=== GIVEN RECORDS ===
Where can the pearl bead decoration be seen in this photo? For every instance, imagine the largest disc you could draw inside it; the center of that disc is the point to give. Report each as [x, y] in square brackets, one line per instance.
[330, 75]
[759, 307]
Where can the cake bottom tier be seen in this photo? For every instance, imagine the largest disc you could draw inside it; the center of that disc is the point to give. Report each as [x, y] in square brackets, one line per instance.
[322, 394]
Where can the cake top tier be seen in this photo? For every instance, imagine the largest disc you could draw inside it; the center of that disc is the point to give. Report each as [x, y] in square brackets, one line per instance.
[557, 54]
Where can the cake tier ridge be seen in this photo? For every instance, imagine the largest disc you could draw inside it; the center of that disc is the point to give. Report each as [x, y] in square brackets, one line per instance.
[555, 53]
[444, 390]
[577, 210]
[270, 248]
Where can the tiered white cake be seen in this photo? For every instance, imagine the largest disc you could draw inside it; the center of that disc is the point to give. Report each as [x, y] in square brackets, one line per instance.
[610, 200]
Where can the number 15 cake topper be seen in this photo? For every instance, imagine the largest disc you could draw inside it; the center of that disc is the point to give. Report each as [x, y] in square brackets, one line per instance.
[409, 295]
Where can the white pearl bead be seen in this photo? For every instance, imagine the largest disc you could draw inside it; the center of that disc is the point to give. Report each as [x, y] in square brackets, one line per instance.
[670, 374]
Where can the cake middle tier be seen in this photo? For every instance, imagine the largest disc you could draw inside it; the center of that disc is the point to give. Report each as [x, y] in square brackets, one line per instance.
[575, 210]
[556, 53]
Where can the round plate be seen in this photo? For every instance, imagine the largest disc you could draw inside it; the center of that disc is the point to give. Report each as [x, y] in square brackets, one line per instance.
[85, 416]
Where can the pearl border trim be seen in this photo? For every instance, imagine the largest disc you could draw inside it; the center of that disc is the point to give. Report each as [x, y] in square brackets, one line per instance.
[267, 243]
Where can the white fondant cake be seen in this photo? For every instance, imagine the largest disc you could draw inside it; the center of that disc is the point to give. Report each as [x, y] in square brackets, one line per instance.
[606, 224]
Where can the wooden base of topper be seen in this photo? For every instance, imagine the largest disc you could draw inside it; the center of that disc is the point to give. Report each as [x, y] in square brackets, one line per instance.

=== TASK TO COMPLETE ===
Reproduce the complete set of lines precisely as supplied.

=== COMPLETED TASK ===
Where can the pearl bead decoration be seen in this photo? For every instance, imagine the largest disc you could draw inside it; the center of that disc is the point to give. Report each as [x, y] in square brackets, one line per instance.
[330, 75]
[759, 307]
Where can the cake bottom tier be seen in this photo? For every instance, imagine the largest disc you could draw inside it; the center of that disc is the point to give. Report each as [x, y] in square brackets, one line per instance.
[322, 394]
Where can the cake top tier be seen in this photo? For every instance, imagine the largest disc you could draw inside it; the center of that disc is the point to give. Report each as [x, y] in square brackets, one line per instance.
[557, 54]
Where can the cake tier ridge be seen in this photo? For every instance, imagine the largest disc you could draw inside it; the center of that disc is the point to give. Report each as [x, y] in square brackets, one line per instance.
[555, 53]
[444, 390]
[577, 210]
[270, 248]
Where can the tiered white cake be seen in this photo? For every instance, imagine the largest disc you could draw inside it; the center of that disc is the point to give. Report each as [x, y] in square brackets, one line per instance.
[610, 200]
Where can the number 15 cake topper be seen in this photo? For every instance, imagine the largest disc you could draw inside it; the center of that disc is the point to give. Report each as [x, y] in square brackets, one line per instance.
[409, 295]
Where can the white pearl bead be seen in this photo? For every instance, imagine the largest disc you could draw inside it; the center of that disc is the point to give. Report each as [x, y] in square brackets, one line per instance.
[670, 374]
Where can the cake middle tier be seen in this photo? For every instance, imagine the largest disc you could draw inside it; the center of that disc is the point to give. Report each as [x, y] in square brackets, one line per instance.
[575, 210]
[556, 53]
Where can the round plate be seen in this photo? For every instance, imagine the largest disc you could draw inside it; the center of that disc is the point to give. Report each as [x, y] in square brackets, one line per instance.
[85, 416]
Where can the pearl border trim be seen in this photo? For every instance, imagine the largest disc you could draw inside it; the center of that disc is the point to give. Report each as [x, y] in square brackets, one line per instance.
[267, 243]
Where can the white fondant cake be seen in this photo? For every instance, imagine the largest disc you could draw inside it; the center of that disc is the point to give. Report each as [x, y] in square brackets, one line per instance.
[606, 224]
Where can the wooden base of topper be seen in this photo? For every instance, imagine the largest disc you could draw inside it; the center of that disc is the point to give. Report each as [x, y] in square brackets, one line per instance.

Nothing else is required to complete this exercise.